提示文書
● ● ● ● ● ● ●

説明

信号処理装置、信号処理方法、および再生装置

【課題】データの不正コピー、改ざん、盗聴を防止するとともに、システムの自由度を増す信号処理装置、信号処理方法、および再生装置を提供する。
【解決手段】符号化手段1と、復号化手段2と、符号化手段1と復号化手段2との動作を制御する制御手段7とを備え、符号化手段1は、第1機器固有値を用いてデータを符号化処理する第1演算手段5と、符号化されたデータを出力する送信手段6と、を備え、復号化手段2は、符号化手段1から出力された符号化されたデータを受信する受信手段10と、第2機器固有値を用いて符号化されたデータを復号化する第2演算手段11と、を備え、第1機器固有値と第2機器固有値は、符号化手段1と復号化手段2とで共有される同一の値である情報処理装置。

【発明の詳細な説明】
【技術分野】
【0001】
本発明は、信号処理装置、信号処理方法、および再生装置に関する。
【背景技術】
【0002】
情報処理装置において保護規格で保護されたデータを復号し再生する際に、保護規格で保護されたデータを復号し再生するための信号処理経路で、非圧縮および非暗号のデータが存在する場合がある。このような場合には、保護されるべきデータが不正コピー、改ざん、盗聴される恐れがあった。

● ● ● ● ● ● ●

小問 A
記録の中から、文字列「chair」を含む行をすべて抜き出してください。大文字と小文字は区別します。
上の文書と後続の記録は、互いに独立した別個の資料である。

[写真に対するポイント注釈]
● ● ● ● ● ● ●

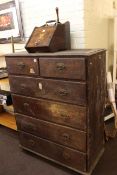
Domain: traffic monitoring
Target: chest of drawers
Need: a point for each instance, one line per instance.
(59, 101)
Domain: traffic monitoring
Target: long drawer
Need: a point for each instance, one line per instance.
(23, 66)
(61, 113)
(60, 154)
(65, 91)
(60, 134)
(63, 68)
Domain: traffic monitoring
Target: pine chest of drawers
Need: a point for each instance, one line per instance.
(59, 101)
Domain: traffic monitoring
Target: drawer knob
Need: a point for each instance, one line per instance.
(60, 66)
(62, 92)
(65, 116)
(21, 65)
(23, 86)
(26, 105)
(66, 136)
(32, 142)
(66, 155)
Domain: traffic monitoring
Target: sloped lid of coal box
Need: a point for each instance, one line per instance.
(51, 37)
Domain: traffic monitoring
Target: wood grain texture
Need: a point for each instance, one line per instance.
(61, 113)
(96, 101)
(54, 151)
(8, 120)
(63, 68)
(23, 66)
(64, 91)
(60, 134)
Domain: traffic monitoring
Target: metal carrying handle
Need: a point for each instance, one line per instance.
(66, 136)
(56, 21)
(66, 155)
(57, 13)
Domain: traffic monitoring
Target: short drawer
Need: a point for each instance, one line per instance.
(60, 134)
(23, 65)
(65, 91)
(61, 113)
(70, 68)
(55, 152)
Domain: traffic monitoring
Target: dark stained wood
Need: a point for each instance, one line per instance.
(63, 68)
(64, 91)
(23, 66)
(49, 38)
(60, 134)
(96, 100)
(54, 151)
(61, 113)
(64, 108)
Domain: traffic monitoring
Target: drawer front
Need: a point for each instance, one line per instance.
(23, 65)
(70, 68)
(55, 152)
(64, 91)
(24, 85)
(61, 113)
(60, 134)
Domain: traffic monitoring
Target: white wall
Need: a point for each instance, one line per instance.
(99, 26)
(37, 12)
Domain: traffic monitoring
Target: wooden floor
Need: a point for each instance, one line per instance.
(8, 120)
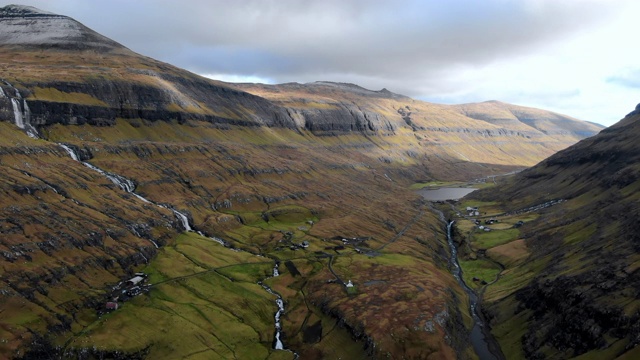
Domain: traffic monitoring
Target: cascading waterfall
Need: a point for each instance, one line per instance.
(129, 186)
(183, 218)
(17, 113)
(277, 343)
(122, 182)
(481, 339)
(31, 130)
(22, 115)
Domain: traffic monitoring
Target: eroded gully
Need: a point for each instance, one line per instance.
(483, 342)
(22, 120)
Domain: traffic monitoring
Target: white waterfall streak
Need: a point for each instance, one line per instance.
(183, 219)
(17, 113)
(69, 151)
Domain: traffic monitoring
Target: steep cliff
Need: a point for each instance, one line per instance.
(576, 293)
(113, 163)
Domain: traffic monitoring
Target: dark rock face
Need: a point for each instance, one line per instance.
(569, 314)
(346, 118)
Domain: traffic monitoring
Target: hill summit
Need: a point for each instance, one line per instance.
(26, 25)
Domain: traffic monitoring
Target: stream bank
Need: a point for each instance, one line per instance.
(483, 342)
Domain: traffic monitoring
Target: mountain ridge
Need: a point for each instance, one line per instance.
(234, 205)
(577, 290)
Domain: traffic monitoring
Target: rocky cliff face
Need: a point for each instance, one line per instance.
(580, 295)
(317, 175)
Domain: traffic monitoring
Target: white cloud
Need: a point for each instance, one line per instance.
(559, 55)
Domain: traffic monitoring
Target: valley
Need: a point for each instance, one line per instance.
(286, 221)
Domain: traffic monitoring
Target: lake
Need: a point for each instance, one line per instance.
(444, 193)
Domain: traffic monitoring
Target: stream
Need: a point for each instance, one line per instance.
(482, 340)
(22, 117)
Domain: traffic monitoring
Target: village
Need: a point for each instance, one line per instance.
(125, 290)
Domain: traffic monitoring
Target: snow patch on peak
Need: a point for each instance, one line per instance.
(23, 11)
(26, 25)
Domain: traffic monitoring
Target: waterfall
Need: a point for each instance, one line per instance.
(129, 186)
(31, 130)
(70, 151)
(17, 113)
(183, 219)
(278, 345)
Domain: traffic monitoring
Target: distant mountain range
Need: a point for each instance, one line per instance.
(237, 201)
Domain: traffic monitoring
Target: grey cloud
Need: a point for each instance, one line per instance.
(629, 79)
(406, 46)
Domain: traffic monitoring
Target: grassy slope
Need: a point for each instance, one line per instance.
(261, 189)
(569, 287)
(271, 188)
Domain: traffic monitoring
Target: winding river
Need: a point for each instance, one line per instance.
(483, 342)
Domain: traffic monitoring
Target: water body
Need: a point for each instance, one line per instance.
(482, 341)
(444, 193)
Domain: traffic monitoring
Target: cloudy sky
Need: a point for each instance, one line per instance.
(577, 57)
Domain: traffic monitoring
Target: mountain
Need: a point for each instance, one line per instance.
(147, 212)
(576, 293)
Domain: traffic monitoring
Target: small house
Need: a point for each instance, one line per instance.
(135, 280)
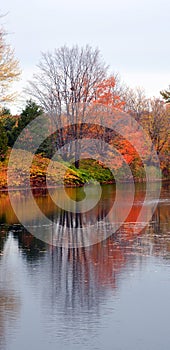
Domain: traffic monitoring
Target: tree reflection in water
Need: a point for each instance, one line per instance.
(9, 296)
(77, 279)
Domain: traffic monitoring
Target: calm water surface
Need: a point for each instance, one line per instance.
(114, 295)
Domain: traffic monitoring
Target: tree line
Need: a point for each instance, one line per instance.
(72, 85)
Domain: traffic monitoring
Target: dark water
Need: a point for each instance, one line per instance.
(111, 295)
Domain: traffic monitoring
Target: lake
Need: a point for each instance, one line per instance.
(109, 293)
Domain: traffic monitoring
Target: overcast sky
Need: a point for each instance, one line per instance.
(133, 36)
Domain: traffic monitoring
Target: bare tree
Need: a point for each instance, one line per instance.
(65, 86)
(9, 69)
(157, 124)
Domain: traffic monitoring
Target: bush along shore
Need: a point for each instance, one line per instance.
(44, 171)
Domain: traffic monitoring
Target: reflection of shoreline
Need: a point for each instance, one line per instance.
(9, 294)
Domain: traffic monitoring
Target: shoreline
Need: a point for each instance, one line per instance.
(33, 188)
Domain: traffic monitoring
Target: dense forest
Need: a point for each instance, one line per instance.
(74, 97)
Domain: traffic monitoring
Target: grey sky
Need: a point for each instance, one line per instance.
(133, 36)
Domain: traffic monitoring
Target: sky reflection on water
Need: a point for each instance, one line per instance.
(112, 295)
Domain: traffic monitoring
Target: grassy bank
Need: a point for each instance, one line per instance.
(55, 172)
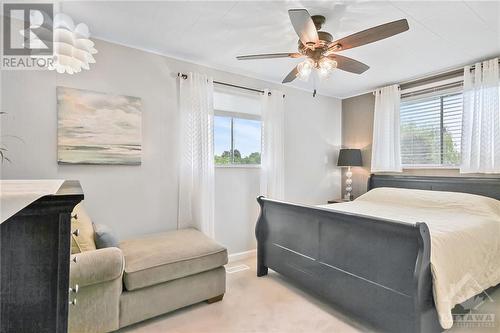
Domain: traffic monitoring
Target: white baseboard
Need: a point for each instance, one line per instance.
(242, 255)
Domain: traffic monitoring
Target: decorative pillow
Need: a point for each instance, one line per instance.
(104, 237)
(85, 239)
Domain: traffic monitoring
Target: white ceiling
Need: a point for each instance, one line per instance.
(442, 35)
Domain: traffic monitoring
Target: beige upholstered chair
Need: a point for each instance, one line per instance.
(144, 278)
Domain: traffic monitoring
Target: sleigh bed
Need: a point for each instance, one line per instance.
(374, 269)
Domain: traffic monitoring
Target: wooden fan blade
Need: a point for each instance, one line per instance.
(370, 35)
(292, 75)
(349, 65)
(304, 26)
(269, 56)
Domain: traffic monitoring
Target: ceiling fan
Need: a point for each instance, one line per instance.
(320, 49)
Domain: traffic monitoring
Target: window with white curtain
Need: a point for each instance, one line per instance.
(237, 128)
(431, 129)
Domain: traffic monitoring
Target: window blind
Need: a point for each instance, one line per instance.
(431, 129)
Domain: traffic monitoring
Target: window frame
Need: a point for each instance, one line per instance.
(441, 95)
(232, 115)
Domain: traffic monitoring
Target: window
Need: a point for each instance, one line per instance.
(431, 130)
(237, 140)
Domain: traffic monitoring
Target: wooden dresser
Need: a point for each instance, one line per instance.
(35, 261)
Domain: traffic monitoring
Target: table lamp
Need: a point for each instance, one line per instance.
(349, 158)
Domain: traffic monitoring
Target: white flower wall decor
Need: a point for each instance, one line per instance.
(73, 50)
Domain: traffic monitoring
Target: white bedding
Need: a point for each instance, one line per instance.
(465, 237)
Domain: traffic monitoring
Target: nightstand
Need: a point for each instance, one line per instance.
(339, 200)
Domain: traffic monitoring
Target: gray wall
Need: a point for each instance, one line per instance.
(357, 132)
(136, 200)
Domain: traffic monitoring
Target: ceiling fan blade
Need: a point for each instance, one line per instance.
(304, 26)
(292, 75)
(370, 35)
(349, 65)
(269, 56)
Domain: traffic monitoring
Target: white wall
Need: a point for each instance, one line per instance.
(136, 200)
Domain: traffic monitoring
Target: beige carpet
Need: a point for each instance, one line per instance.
(270, 304)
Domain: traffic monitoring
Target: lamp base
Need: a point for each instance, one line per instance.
(348, 183)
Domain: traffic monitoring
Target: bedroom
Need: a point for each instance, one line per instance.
(148, 107)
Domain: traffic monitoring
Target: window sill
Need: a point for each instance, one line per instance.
(238, 166)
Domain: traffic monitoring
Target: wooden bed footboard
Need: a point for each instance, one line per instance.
(375, 270)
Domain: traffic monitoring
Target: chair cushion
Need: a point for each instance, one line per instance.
(85, 239)
(104, 236)
(169, 255)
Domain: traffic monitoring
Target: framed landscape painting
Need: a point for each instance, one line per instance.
(98, 128)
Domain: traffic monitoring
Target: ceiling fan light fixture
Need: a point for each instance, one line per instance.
(305, 68)
(326, 67)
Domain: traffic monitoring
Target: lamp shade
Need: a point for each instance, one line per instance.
(350, 157)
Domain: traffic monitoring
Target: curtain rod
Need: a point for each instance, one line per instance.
(184, 76)
(450, 73)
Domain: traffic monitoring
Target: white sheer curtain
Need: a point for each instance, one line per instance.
(196, 174)
(481, 119)
(386, 146)
(272, 178)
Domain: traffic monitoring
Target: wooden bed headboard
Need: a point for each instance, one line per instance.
(486, 186)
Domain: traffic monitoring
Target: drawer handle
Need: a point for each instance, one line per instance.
(74, 289)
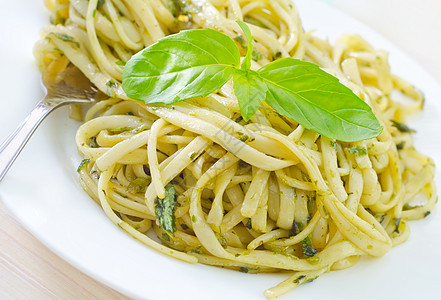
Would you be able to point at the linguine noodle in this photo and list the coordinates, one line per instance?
(261, 196)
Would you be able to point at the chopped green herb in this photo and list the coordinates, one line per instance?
(112, 83)
(65, 38)
(308, 250)
(256, 55)
(193, 155)
(119, 130)
(401, 145)
(295, 229)
(165, 237)
(357, 150)
(313, 260)
(93, 143)
(402, 127)
(165, 209)
(249, 226)
(139, 185)
(221, 240)
(397, 222)
(100, 3)
(240, 40)
(311, 205)
(298, 279)
(324, 210)
(120, 63)
(82, 164)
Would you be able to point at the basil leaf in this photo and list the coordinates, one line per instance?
(191, 63)
(250, 91)
(317, 100)
(246, 63)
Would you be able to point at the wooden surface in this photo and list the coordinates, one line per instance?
(29, 270)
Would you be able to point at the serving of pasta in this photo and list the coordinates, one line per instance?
(264, 195)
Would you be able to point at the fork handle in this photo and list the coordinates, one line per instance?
(13, 145)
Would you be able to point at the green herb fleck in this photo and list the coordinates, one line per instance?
(402, 127)
(240, 40)
(65, 38)
(82, 164)
(139, 185)
(119, 130)
(93, 143)
(256, 55)
(397, 222)
(357, 150)
(401, 145)
(165, 209)
(165, 237)
(248, 225)
(120, 63)
(100, 3)
(307, 248)
(298, 279)
(313, 260)
(295, 229)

● ● ● ● ● ● ●

小問 B
上に示した信号処理装置の文書を、一字一句変えずに全文再掲してください。

解答全文 A
Target: beige upholstered chair
Target: chair cushion

解答全文 B
説明

信号処理装置、信号処理方法、および再生装置

【課題】データの不正コピー、改ざん、盗聴を防止するとともに、システムの自由度を増す信号処理装置、信号処理方法、および再生装置を提供する。
【解決手段】符号化手段1と、復号化手段2と、符号化手段1と復号化手段2との動作を制御する制御手段7とを備え、符号化手段1は、第1機器固有値を用いてデータを符号化処理する第1演算手段5と、符号化されたデータを出力する送信手段6と、を備え、復号化手段2は、符号化手段1から出力された符号化されたデータを受信する受信手段10と、第2機器固有値を用いて符号化されたデータを復号化する第2演算手段11と、を備え、第1機器固有値と第2機器固有値は、符号化手段1と復号化手段2とで共有される同一の値である情報処理装置。

【発明の詳細な説明】
【技術分野】
【0001】
本発明は、信号処理装置、信号処理方法、および再生装置に関する。
【背景技術】
【0002】
情報処理装置において保護規格で保護されたデータを復号し再生する際に、保護規格で保護されたデータを復号し再生するための信号処理経路で、非圧縮および非暗号のデータが存在する場合がある。このような場合には、保護されるべきデータが不正コピー、改ざん、盗聴される恐れがあった。